Supplied material START

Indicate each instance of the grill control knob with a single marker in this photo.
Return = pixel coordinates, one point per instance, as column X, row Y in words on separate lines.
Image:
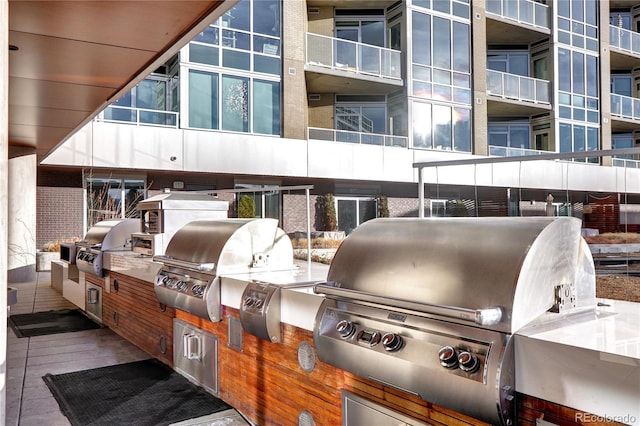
column 345, row 328
column 448, row 357
column 468, row 361
column 392, row 342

Supplied material END

The records above are to be quoted exactly, with all pictures left out.

Result for this task –
Indicate each instance of the grill control knob with a single marker in this photo.
Return = pixel coordinates, one point per instance, as column X, row Y in words on separate lines.
Image:
column 345, row 328
column 448, row 357
column 468, row 361
column 392, row 342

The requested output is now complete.